# YOUR TASK:
Reproduce all of the material below line for line without changing anything. Leave out the pictures.

[START DATA PROVIDED]

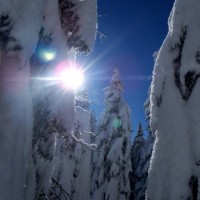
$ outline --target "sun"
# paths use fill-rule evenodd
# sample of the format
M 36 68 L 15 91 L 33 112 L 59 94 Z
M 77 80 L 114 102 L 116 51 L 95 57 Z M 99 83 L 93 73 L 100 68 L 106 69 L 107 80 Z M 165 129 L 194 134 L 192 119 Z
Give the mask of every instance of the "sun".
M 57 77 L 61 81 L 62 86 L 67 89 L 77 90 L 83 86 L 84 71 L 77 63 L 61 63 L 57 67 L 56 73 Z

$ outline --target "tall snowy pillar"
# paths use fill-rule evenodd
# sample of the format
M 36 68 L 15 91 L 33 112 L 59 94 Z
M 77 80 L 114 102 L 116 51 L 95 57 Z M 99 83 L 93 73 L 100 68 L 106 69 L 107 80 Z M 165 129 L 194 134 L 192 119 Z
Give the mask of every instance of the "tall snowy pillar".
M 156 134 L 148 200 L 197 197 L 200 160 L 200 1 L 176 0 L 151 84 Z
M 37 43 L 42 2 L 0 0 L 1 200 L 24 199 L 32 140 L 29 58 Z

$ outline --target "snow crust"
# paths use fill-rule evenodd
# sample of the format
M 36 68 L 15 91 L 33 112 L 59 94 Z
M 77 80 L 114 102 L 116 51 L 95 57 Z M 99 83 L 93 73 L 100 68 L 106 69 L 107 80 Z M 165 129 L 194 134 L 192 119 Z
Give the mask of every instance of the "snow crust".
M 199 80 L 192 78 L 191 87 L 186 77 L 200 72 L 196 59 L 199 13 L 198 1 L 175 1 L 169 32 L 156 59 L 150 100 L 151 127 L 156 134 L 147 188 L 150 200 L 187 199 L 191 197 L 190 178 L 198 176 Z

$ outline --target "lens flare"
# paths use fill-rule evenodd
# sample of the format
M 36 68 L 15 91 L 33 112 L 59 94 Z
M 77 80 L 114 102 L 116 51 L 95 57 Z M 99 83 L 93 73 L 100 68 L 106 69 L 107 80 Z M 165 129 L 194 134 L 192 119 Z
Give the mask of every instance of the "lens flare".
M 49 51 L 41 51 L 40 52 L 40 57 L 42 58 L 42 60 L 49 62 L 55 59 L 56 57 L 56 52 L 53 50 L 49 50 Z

[END DATA PROVIDED]

# THE COMPLETED TASK:
$ outline --target "sun"
# paths use fill-rule evenodd
# sample of the format
M 36 68 L 15 91 L 33 112 L 59 94 Z
M 77 80 L 114 102 L 116 51 L 95 57 Z M 99 83 L 93 73 L 100 68 L 106 69 L 107 80 Z M 165 129 L 194 134 L 192 119 Z
Give the mask of every instance of the "sun".
M 57 77 L 61 81 L 62 86 L 67 89 L 77 90 L 83 86 L 84 71 L 77 63 L 61 63 L 57 67 L 56 73 Z

$ outline --target "tall snowy pillar"
# paths use fill-rule evenodd
# sample of the format
M 36 68 L 15 91 L 33 112 L 59 94 Z
M 77 80 L 114 102 L 116 51 L 95 57 Z M 99 83 L 93 73 L 100 68 L 106 69 L 107 80 Z M 165 129 L 194 134 L 192 119 Z
Give the mask of every instance of the "tall snowy pillar".
M 156 134 L 148 200 L 197 197 L 200 160 L 200 1 L 176 0 L 151 84 Z
M 37 43 L 42 2 L 0 0 L 1 200 L 24 199 L 32 140 L 29 58 Z

$ outline --target "snow crust"
# paths use fill-rule evenodd
# sample of the format
M 36 68 L 15 91 L 33 112 L 59 94 Z
M 77 80 L 114 102 L 116 51 L 95 57 Z M 99 83 L 93 73 L 100 68 L 106 69 L 107 80 Z M 165 129 L 194 134 L 192 119 Z
Give the mask of every instance of the "snow crust".
M 199 80 L 192 78 L 191 87 L 186 77 L 200 72 L 196 59 L 199 13 L 198 1 L 175 1 L 169 32 L 156 59 L 150 100 L 151 127 L 156 134 L 147 188 L 150 200 L 187 199 L 191 197 L 190 178 L 198 176 Z

$ outline --target "lens flare"
# paths use fill-rule evenodd
# sample of the format
M 36 68 L 15 91 L 33 112 L 59 94 Z
M 77 80 L 114 102 L 116 51 L 95 57 Z M 99 83 L 93 73 L 100 68 L 106 69 L 107 80 Z M 165 129 L 194 134 L 192 119 Z
Give the mask of every instance of the "lens flare".
M 49 51 L 41 51 L 40 52 L 40 57 L 42 58 L 42 60 L 49 62 L 55 59 L 56 57 L 56 52 L 53 50 L 49 50 Z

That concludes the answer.